TASK DIRECTIONS:
Please render the lines below, from the line with "tag the glass stem" up to and including the line with "<point>717,138</point>", as a Markdown table with the columns No. and Line, skipping blank lines. Leave the pictures out of the table.

INFORMATION SUPPLIED:
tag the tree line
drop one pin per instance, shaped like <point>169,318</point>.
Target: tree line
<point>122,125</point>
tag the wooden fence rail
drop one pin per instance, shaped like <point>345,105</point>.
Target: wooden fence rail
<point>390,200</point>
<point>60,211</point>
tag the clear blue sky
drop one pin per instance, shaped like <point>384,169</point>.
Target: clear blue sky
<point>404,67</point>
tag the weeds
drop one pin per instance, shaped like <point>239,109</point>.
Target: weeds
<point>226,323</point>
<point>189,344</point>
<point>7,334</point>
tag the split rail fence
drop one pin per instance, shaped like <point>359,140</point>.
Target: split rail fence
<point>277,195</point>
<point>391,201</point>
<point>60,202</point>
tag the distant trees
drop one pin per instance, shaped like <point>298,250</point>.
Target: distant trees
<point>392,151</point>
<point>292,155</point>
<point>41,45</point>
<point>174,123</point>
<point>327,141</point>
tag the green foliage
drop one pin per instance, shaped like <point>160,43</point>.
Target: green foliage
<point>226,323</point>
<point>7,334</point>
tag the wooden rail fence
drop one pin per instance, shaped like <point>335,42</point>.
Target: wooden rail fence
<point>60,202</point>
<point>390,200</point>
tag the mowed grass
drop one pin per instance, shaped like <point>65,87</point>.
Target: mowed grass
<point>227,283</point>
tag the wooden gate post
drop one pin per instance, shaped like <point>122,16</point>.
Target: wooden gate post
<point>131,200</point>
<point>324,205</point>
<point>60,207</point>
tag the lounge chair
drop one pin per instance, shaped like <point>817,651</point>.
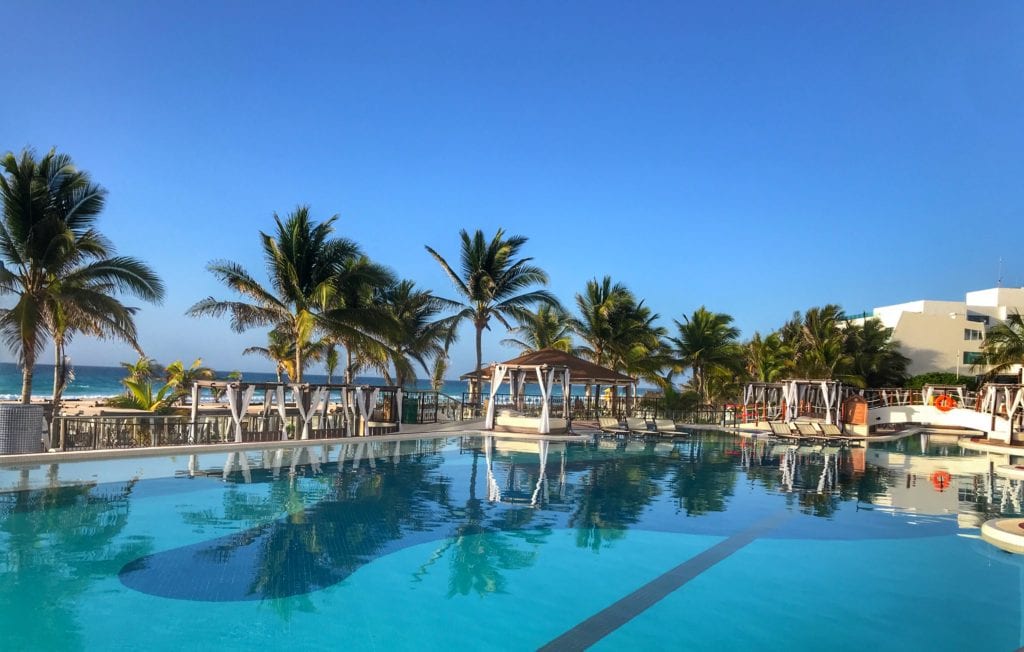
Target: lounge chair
<point>830,430</point>
<point>807,429</point>
<point>637,426</point>
<point>780,429</point>
<point>665,427</point>
<point>610,426</point>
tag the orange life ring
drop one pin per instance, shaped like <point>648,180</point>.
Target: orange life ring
<point>941,480</point>
<point>945,402</point>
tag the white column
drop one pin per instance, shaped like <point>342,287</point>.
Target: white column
<point>195,414</point>
<point>282,410</point>
<point>238,400</point>
<point>496,383</point>
<point>545,425</point>
<point>398,396</point>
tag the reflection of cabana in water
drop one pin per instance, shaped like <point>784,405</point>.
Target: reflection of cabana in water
<point>511,493</point>
<point>546,368</point>
<point>313,411</point>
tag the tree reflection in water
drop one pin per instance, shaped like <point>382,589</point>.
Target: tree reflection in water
<point>57,542</point>
<point>298,532</point>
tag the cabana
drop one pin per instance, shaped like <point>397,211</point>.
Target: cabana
<point>516,411</point>
<point>311,414</point>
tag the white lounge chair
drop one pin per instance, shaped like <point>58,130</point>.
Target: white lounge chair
<point>610,425</point>
<point>665,427</point>
<point>637,426</point>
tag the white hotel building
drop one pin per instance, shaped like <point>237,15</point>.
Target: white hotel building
<point>946,336</point>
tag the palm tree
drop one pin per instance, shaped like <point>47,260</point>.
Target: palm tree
<point>65,272</point>
<point>820,352</point>
<point>304,264</point>
<point>493,281</point>
<point>875,357</point>
<point>330,361</point>
<point>421,335</point>
<point>547,328</point>
<point>600,305</point>
<point>356,320</point>
<point>280,349</point>
<point>1004,346</point>
<point>707,343</point>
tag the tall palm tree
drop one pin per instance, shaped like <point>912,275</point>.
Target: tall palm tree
<point>303,263</point>
<point>493,281</point>
<point>707,343</point>
<point>875,358</point>
<point>356,320</point>
<point>1004,346</point>
<point>820,352</point>
<point>280,349</point>
<point>65,272</point>
<point>602,305</point>
<point>768,358</point>
<point>421,335</point>
<point>331,360</point>
<point>547,328</point>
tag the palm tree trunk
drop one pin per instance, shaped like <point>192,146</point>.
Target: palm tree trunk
<point>479,364</point>
<point>59,375</point>
<point>27,373</point>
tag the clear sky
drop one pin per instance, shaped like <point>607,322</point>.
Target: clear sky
<point>758,158</point>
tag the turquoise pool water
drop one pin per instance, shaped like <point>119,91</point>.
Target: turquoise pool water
<point>706,542</point>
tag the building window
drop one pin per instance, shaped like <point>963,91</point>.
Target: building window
<point>972,357</point>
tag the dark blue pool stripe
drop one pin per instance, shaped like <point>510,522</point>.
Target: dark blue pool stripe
<point>610,618</point>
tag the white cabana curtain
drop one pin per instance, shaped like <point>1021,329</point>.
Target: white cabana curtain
<point>496,383</point>
<point>315,398</point>
<point>494,491</point>
<point>400,406</point>
<point>345,420</point>
<point>282,410</point>
<point>238,401</point>
<point>792,394</point>
<point>1018,403</point>
<point>366,406</point>
<point>545,426</point>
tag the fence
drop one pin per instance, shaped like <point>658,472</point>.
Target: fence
<point>590,407</point>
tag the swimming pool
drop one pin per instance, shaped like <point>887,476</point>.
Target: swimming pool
<point>707,541</point>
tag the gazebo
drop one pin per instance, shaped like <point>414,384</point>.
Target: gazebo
<point>546,367</point>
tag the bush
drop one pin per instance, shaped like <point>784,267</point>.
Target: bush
<point>942,378</point>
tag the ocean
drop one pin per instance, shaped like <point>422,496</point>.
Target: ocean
<point>93,382</point>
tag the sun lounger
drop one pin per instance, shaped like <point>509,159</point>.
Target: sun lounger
<point>830,430</point>
<point>610,425</point>
<point>807,429</point>
<point>780,429</point>
<point>665,427</point>
<point>636,426</point>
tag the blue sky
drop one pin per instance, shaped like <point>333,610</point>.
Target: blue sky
<point>755,158</point>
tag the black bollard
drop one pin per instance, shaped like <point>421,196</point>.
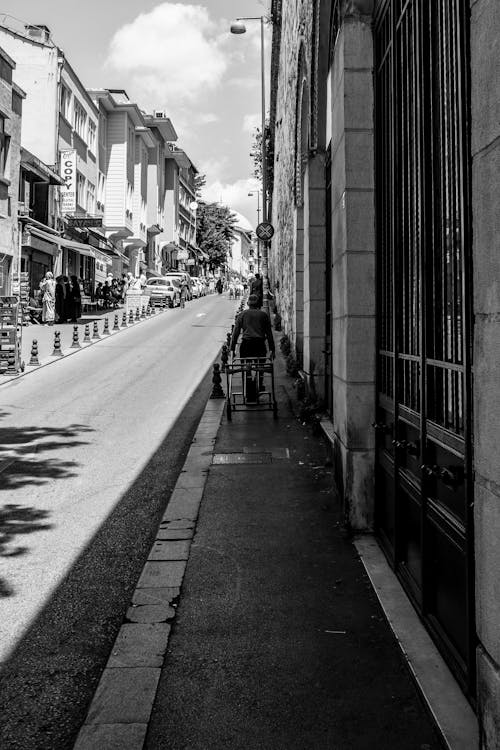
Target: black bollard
<point>217,391</point>
<point>76,342</point>
<point>224,357</point>
<point>34,361</point>
<point>57,345</point>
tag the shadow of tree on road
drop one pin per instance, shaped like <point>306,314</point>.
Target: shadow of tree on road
<point>25,461</point>
<point>14,521</point>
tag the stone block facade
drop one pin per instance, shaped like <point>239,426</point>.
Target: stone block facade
<point>485,141</point>
<point>323,260</point>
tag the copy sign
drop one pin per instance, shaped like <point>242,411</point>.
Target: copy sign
<point>68,173</point>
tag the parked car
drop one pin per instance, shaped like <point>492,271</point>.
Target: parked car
<point>182,276</point>
<point>164,288</point>
<point>197,287</point>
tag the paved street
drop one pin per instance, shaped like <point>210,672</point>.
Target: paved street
<point>90,448</point>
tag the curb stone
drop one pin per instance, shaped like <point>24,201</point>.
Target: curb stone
<point>120,710</point>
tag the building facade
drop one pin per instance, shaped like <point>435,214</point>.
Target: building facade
<point>11,105</point>
<point>59,130</point>
<point>385,125</point>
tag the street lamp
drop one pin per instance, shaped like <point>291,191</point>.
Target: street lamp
<point>257,193</point>
<point>238,27</point>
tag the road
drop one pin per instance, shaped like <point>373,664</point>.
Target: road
<point>91,447</point>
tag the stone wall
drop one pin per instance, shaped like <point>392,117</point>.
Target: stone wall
<point>485,91</point>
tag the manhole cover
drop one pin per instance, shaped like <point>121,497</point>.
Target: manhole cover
<point>242,458</point>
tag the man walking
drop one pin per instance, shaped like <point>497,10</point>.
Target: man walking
<point>255,327</point>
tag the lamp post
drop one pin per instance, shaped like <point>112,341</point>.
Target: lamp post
<point>257,193</point>
<point>238,27</point>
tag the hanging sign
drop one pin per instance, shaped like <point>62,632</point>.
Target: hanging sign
<point>68,189</point>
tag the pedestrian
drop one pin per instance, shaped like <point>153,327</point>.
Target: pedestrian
<point>75,297</point>
<point>256,287</point>
<point>255,327</point>
<point>48,290</point>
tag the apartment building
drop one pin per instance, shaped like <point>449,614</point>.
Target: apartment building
<point>59,129</point>
<point>158,204</point>
<point>11,105</point>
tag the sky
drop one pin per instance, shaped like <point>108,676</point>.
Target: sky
<point>179,57</point>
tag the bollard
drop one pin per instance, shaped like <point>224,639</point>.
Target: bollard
<point>75,343</point>
<point>11,364</point>
<point>34,361</point>
<point>224,357</point>
<point>217,391</point>
<point>57,345</point>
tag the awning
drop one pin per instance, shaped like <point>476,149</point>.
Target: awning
<point>63,242</point>
<point>78,246</point>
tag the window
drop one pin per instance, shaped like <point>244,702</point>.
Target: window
<point>90,198</point>
<point>80,189</point>
<point>65,101</point>
<point>4,146</point>
<point>79,119</point>
<point>92,135</point>
<point>5,71</point>
<point>102,130</point>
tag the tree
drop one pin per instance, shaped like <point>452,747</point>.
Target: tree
<point>215,231</point>
<point>256,155</point>
<point>200,181</point>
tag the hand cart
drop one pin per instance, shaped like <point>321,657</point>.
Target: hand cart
<point>256,385</point>
<point>10,336</point>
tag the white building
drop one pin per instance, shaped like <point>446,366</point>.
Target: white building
<point>59,128</point>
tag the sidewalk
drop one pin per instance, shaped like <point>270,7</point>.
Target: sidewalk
<point>44,336</point>
<point>254,624</point>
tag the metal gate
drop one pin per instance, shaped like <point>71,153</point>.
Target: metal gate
<point>424,484</point>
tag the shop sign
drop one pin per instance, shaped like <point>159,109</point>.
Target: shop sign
<point>68,174</point>
<point>83,222</point>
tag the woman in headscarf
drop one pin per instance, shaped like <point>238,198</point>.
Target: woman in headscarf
<point>48,289</point>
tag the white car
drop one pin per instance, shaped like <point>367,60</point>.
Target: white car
<point>162,289</point>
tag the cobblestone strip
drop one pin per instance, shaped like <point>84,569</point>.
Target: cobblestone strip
<point>120,710</point>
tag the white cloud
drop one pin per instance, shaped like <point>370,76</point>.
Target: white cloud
<point>235,195</point>
<point>173,54</point>
<point>208,117</point>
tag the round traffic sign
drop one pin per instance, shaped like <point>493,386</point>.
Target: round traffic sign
<point>265,230</point>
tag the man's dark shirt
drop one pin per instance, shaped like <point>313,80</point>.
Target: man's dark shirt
<point>255,324</point>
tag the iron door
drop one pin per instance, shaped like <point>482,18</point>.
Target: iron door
<point>423,426</point>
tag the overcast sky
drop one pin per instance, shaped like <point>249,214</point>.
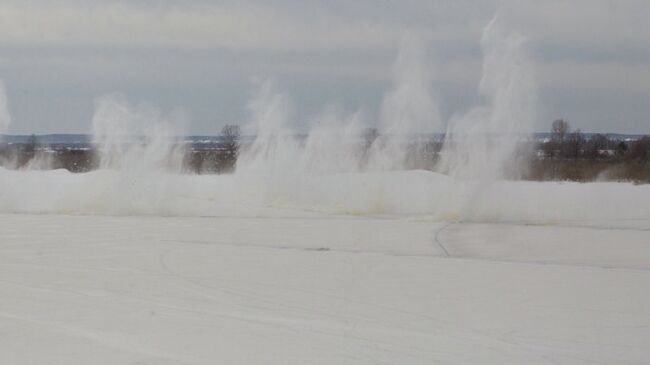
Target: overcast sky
<point>56,57</point>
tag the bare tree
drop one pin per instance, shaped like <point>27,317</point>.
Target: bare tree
<point>559,130</point>
<point>574,145</point>
<point>230,141</point>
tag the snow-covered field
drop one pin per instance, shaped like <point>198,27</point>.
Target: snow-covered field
<point>321,289</point>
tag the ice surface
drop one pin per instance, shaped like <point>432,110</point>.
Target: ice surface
<point>319,290</point>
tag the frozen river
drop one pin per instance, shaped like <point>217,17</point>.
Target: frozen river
<point>321,289</point>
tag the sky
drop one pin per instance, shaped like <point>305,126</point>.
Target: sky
<point>592,57</point>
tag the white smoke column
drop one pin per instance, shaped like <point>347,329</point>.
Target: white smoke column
<point>275,148</point>
<point>482,142</point>
<point>334,144</point>
<point>5,117</point>
<point>134,137</point>
<point>407,111</point>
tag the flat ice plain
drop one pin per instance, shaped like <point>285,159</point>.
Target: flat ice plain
<point>291,286</point>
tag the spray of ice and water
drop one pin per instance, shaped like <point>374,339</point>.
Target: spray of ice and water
<point>341,166</point>
<point>5,117</point>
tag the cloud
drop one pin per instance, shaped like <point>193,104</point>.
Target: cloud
<point>56,56</point>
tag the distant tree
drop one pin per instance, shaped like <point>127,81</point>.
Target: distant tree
<point>641,150</point>
<point>574,145</point>
<point>596,144</point>
<point>559,130</point>
<point>230,139</point>
<point>621,149</point>
<point>32,144</point>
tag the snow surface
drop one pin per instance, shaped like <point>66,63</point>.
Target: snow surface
<point>321,289</point>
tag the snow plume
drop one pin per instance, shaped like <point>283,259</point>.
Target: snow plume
<point>5,117</point>
<point>481,143</point>
<point>135,138</point>
<point>408,110</point>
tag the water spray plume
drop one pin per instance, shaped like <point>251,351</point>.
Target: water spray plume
<point>481,142</point>
<point>5,117</point>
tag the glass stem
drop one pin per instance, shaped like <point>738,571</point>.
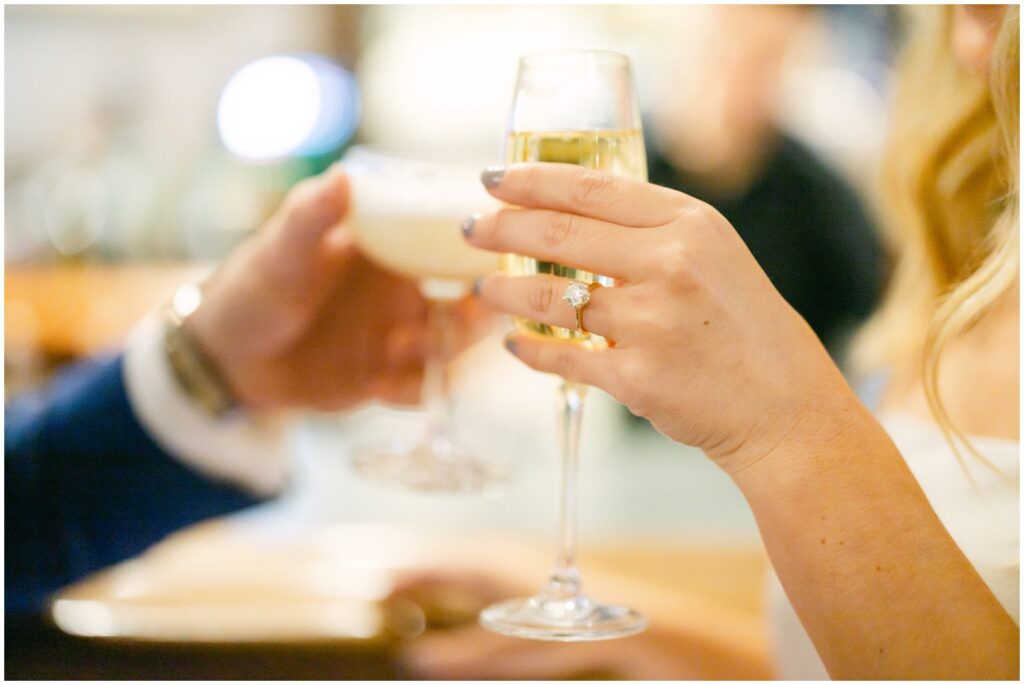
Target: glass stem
<point>437,396</point>
<point>564,581</point>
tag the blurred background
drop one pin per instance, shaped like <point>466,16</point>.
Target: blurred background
<point>143,142</point>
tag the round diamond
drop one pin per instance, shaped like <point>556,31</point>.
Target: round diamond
<point>577,295</point>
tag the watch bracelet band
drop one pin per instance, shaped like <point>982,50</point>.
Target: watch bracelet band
<point>195,372</point>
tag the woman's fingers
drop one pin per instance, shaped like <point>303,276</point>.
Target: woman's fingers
<point>539,298</point>
<point>598,195</point>
<point>565,239</point>
<point>568,359</point>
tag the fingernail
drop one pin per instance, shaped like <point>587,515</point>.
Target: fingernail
<point>493,175</point>
<point>469,224</point>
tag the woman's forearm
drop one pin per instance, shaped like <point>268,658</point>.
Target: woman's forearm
<point>878,582</point>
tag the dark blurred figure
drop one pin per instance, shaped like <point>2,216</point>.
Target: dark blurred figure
<point>807,229</point>
<point>717,138</point>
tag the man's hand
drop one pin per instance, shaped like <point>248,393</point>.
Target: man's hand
<point>297,317</point>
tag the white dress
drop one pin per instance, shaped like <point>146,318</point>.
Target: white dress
<point>983,518</point>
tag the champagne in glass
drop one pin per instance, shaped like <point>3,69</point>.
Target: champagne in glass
<point>619,153</point>
<point>407,216</point>
<point>573,106</point>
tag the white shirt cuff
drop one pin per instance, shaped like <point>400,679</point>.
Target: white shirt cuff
<point>239,448</point>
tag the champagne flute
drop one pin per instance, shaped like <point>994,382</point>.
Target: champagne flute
<point>406,216</point>
<point>574,106</point>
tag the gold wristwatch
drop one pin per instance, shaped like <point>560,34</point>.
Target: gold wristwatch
<point>194,370</point>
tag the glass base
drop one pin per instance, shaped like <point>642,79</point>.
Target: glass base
<point>432,467</point>
<point>572,619</point>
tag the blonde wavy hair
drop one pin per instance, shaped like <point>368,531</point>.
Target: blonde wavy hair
<point>949,202</point>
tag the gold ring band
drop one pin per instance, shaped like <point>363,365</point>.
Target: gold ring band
<point>591,287</point>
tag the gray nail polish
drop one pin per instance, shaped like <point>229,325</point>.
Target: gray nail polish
<point>469,223</point>
<point>493,175</point>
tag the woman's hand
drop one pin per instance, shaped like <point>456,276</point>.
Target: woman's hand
<point>700,342</point>
<point>297,317</point>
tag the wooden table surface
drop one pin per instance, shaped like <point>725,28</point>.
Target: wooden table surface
<point>217,599</point>
<point>73,310</point>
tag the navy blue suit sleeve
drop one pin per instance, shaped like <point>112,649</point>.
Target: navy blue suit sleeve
<point>85,486</point>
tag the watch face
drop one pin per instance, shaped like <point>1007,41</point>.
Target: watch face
<point>195,373</point>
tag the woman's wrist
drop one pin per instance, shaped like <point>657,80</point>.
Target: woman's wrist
<point>833,426</point>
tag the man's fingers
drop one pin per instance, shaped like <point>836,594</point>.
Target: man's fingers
<point>311,209</point>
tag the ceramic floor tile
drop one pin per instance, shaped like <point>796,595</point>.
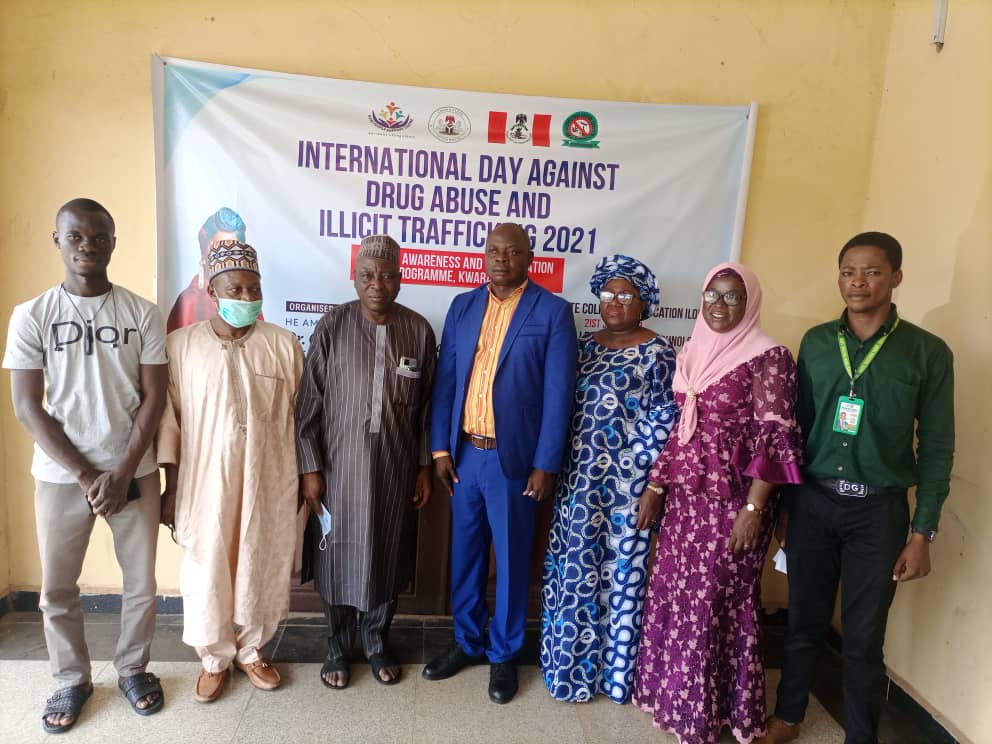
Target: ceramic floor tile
<point>603,720</point>
<point>458,710</point>
<point>24,687</point>
<point>304,710</point>
<point>182,720</point>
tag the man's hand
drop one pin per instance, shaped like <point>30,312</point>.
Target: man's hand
<point>86,478</point>
<point>444,466</point>
<point>422,489</point>
<point>914,560</point>
<point>744,534</point>
<point>649,508</point>
<point>108,494</point>
<point>312,488</point>
<point>781,526</point>
<point>167,513</point>
<point>540,484</point>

COMPLETED EXERCISE:
| No. | Line |
|---|---|
| 1 | tag the glass stem |
| 2 | drop one pin per instance, shaped like <point>738,571</point>. |
| 3 | Target: glass stem |
| 4 | <point>437,396</point> |
| 5 | <point>564,581</point> |
| 6 | tag the blurred background |
| 7 | drop one pin per instance, shaped like <point>466,16</point>. |
| 8 | Target: blurred background |
| 9 | <point>143,142</point> |
| 10 | tag the round diamond |
| 11 | drop one pin per instance, shaped like <point>556,31</point>. |
| 12 | Target: round diamond |
| 13 | <point>577,295</point> |
| 14 | tag the watch bracelet band |
| 15 | drop one pin per instance, shaped like <point>982,50</point>. |
| 16 | Target: watch bracelet band |
| 17 | <point>195,372</point> |
| 18 | tag the woman's fingers |
| 19 | drop one pin per instance, shaped like <point>303,276</point>. |
| 20 | Target: woman's fingers |
| 21 | <point>539,298</point> |
| 22 | <point>598,195</point> |
| 23 | <point>565,239</point> |
| 24 | <point>568,359</point> |
| 25 | tag the fingernail |
| 26 | drop one pin per instance, shaped like <point>587,515</point>. |
| 27 | Target: fingernail |
| 28 | <point>493,175</point> |
| 29 | <point>469,224</point> |
| 30 | tag the woman's forearm |
| 31 | drop one pin per instance, shaped like <point>268,658</point>. |
| 32 | Target: woman's forearm |
| 33 | <point>878,582</point> |
| 34 | tag the dark blurred figure |
| 35 | drop one pin per instance, shaped like <point>2,216</point>. |
| 36 | Target: dark blurred figure |
| 37 | <point>807,229</point> |
| 38 | <point>717,138</point> |